Task: Copy the material below, substituting "mark" for each occurrence of "indicate" and keeping everything else the same.

Dataset:
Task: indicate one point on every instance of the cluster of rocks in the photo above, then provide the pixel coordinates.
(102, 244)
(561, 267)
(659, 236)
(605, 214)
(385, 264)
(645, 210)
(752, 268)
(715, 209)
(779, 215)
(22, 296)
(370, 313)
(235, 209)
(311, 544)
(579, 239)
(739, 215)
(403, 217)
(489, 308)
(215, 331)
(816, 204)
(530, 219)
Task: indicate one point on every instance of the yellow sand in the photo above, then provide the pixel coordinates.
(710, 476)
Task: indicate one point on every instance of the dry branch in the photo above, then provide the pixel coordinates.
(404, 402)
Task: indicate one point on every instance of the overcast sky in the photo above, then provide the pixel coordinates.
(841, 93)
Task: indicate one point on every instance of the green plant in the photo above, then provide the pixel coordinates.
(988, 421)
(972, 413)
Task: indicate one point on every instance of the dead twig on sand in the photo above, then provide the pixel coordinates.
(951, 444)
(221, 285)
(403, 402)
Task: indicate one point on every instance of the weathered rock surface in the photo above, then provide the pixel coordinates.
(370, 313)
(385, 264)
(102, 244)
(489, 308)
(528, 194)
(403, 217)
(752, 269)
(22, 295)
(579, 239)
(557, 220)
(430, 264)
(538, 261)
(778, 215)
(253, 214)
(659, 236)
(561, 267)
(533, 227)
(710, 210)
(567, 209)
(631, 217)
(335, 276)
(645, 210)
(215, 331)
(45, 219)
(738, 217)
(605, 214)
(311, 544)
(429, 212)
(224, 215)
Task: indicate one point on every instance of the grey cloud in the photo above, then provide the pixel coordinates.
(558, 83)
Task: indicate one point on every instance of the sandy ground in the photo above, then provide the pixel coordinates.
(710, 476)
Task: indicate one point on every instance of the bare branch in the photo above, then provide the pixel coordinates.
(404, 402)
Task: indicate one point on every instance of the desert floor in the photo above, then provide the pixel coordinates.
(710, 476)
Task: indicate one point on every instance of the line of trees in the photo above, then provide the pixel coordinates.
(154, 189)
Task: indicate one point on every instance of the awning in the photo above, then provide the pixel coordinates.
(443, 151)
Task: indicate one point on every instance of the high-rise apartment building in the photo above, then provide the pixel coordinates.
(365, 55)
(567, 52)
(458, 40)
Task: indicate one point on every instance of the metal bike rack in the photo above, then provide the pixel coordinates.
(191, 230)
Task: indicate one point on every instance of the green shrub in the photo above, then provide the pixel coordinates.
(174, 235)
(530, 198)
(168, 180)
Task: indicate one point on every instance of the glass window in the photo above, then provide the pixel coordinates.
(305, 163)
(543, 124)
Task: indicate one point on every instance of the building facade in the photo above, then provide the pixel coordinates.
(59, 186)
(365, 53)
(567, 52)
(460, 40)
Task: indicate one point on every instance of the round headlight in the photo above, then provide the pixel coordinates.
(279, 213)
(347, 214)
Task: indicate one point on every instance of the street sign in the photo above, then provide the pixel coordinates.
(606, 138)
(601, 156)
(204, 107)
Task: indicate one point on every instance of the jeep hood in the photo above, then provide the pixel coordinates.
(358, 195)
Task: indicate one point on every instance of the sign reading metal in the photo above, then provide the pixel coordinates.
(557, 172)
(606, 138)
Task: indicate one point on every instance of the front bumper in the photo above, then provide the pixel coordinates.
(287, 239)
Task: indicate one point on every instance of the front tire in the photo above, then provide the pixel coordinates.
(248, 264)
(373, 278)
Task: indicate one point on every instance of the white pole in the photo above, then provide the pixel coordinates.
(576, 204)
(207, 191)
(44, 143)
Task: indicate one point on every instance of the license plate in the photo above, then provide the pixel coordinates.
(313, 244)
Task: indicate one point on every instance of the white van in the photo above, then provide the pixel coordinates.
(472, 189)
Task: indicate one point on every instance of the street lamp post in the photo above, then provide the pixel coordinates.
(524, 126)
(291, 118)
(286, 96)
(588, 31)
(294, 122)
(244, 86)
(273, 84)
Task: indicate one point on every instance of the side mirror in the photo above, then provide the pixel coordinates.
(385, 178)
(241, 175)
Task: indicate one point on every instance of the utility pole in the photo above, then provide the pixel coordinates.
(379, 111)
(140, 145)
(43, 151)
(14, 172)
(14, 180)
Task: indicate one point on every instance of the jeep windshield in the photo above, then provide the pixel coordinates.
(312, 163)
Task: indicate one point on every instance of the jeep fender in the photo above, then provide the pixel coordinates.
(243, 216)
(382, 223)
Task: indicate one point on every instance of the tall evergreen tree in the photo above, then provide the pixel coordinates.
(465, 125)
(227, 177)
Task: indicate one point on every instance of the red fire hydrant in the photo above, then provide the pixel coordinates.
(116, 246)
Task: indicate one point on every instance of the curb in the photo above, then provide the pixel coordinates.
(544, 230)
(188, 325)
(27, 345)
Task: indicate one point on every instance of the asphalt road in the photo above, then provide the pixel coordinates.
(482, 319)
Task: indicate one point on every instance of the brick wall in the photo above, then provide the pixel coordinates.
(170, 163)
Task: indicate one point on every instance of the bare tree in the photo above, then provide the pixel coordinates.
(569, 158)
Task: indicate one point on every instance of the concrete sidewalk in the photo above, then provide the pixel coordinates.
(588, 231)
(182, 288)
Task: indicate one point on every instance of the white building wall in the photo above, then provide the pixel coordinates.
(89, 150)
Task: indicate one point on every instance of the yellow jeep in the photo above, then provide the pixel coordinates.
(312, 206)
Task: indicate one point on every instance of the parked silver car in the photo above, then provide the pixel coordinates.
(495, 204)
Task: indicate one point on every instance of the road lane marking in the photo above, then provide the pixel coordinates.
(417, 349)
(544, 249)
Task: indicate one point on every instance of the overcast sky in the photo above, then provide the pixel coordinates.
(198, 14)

Answer in full:
Task: mark one point on every instance of the cluster of rocks in the photo above, then provide the pixel coordinates.
(102, 244)
(561, 267)
(659, 236)
(605, 214)
(385, 264)
(645, 210)
(752, 268)
(715, 209)
(779, 215)
(22, 296)
(370, 313)
(235, 209)
(311, 544)
(579, 239)
(739, 215)
(403, 217)
(489, 308)
(215, 331)
(816, 204)
(530, 219)
Task: mark one point on every instance of the yellow sand in the photo above, then provide the pixel coordinates.
(710, 476)
Task: mark one point on every instance of the dry branch in the photo above, then provide the pixel coordinates.
(404, 402)
Task: mark one point on every instance of the overcast sky in the photo above, then provide the pixel coordinates.
(841, 93)
Task: mark one point on every instance of the green plant in the photo above, then provide the pixel coordinates.
(988, 421)
(972, 413)
Task: mark one point on every instance of the dead twig on sand in the photo above, then provide the pixel coordinates.
(951, 444)
(221, 285)
(403, 402)
Task: mark one point on every instance of the weathered rock surface in the photo above, then provide the pixel coordinates.
(370, 313)
(385, 264)
(102, 244)
(489, 308)
(528, 194)
(403, 217)
(752, 269)
(22, 295)
(579, 239)
(557, 220)
(430, 264)
(538, 261)
(778, 215)
(253, 214)
(659, 236)
(561, 267)
(533, 227)
(710, 210)
(567, 209)
(631, 217)
(335, 276)
(645, 210)
(215, 331)
(45, 219)
(738, 217)
(605, 214)
(311, 544)
(429, 212)
(224, 215)
Task: mark one point on every instance of the grey cloud in the photo above, then provide the pixel coordinates.
(558, 83)
Task: mark one point on every instance of the sandy ground in the photo above, then provide the pixel coordinates.
(710, 476)
Task: mark one point on every instance of the bare branch in the photo above, then provide the pixel coordinates.
(404, 402)
Task: mark one point on every instance of the desert floor in the photo above, then provide the pixel coordinates.
(710, 476)
Task: mark one point on every instance of the line of trees in the photo above, then provide the pixel coordinates.
(154, 189)
Task: mark one point on every instance of the awning in the photo above, then provide the pixel coordinates.
(443, 151)
Task: mark one point on every instance of the high-rise apartment building in the photo above, then provide the pixel coordinates.
(365, 55)
(567, 52)
(458, 40)
Task: mark one point on every instance of the metal bike rack in the photo above, then provide the pixel coordinates.
(191, 230)
Task: mark one point on every instance of the green shrub in the photo above, then provide the pixel coordinates.
(174, 235)
(530, 198)
(168, 180)
Task: mark one point on every instance of the glass window in the photo above, then provide the pixel coordinates.
(305, 163)
(543, 124)
Task: mark one point on every instance of the building facade in the photo above, then provide the pixel coordinates.
(59, 186)
(365, 53)
(567, 52)
(460, 40)
Task: mark one point on every instance of the round headlight in the photo above, then provide the pixel coordinates.
(279, 213)
(347, 214)
Task: mark one point on every instance of the street sign in the photo above, then provide the pixel coordinates.
(606, 138)
(601, 156)
(204, 107)
Task: mark one point on every instance of the jeep hood in the photo above, then provide the pixel coordinates.
(358, 195)
Task: mark one point on every instance of the sign reading metal in the photo above, then provide the pixel coordinates.
(557, 172)
(606, 138)
Task: mark one point on every instance of the front bumper in the photo above, then provide the pixel coordinates.
(287, 239)
Task: mark one point on every instance of the front tire in the photo above, then provide the pixel coordinates.
(248, 264)
(373, 278)
Task: mark one point on every instance of the white pole in the photo above, then provide the pixel coordinates.
(576, 204)
(207, 191)
(44, 143)
Task: mark one point on every instance of the license plate in the photo above, then provide the pixel coordinates.
(313, 244)
Task: mark one point on every instance of the white van in the photo above, then provide the pixel coordinates.
(472, 189)
Task: mark one point on every instance of the street lamp post in the photo above, then provide the pixel coordinates.
(524, 126)
(291, 118)
(286, 96)
(588, 31)
(294, 122)
(244, 86)
(273, 84)
Task: mark one point on every instance of the side mirror in the photo above, then provide the pixel coordinates.
(385, 178)
(241, 175)
Task: mark one point on every instance of the utility pole in the photo above, then provide the pixel coordinates.
(379, 111)
(140, 145)
(43, 151)
(14, 172)
(14, 180)
Task: mark one point on every instance of the jeep windshield in the photo above, then provide the pixel coordinates.
(312, 163)
Task: mark one point on every instance of the jeep fender in the photo above, then provide the pixel coordinates.
(243, 216)
(382, 223)
Task: mark one point on every instance of the tall evergreen tree in the photo above, then provide the pixel coordinates.
(465, 125)
(227, 177)
Task: mark one point on every instance of the red fire hydrant in the photo above, then provide the pixel coordinates.
(116, 246)
Task: mark one point on every instance of the curb in the photo above, then provide the pixel coordinates.
(544, 230)
(188, 325)
(27, 345)
Task: mark one point on every instance of the asphalt road in the photo above, then provide the pixel coordinates.
(482, 319)
Task: mark one point on every instance of the brick wall in the photo above, then provide the pixel coordinates.
(170, 163)
Task: mark one point on every instance of the bare tree in the photo above, then provide the pixel coordinates.
(569, 158)
Task: mark one point on every instance of the concrete sidewalk in the photo above, then provide the pixel coordinates.
(588, 231)
(182, 288)
Task: mark one point on every instance of the white building wall in the photo above, then provide the pixel coordinates.
(89, 150)
Task: mark one point on every instance of the yellow jeep in the photo above, then provide the pixel coordinates.
(312, 206)
Task: mark one point on every instance of the parked silver car in the photo above, then provide the pixel coordinates.
(495, 204)
Task: mark one point on every instance of the road lane marking in the photo above, then provide the pixel coordinates.
(417, 349)
(544, 249)
Task: mark one point on every instance of the overcast sky in the photo above, then provide the pixel coordinates.
(198, 14)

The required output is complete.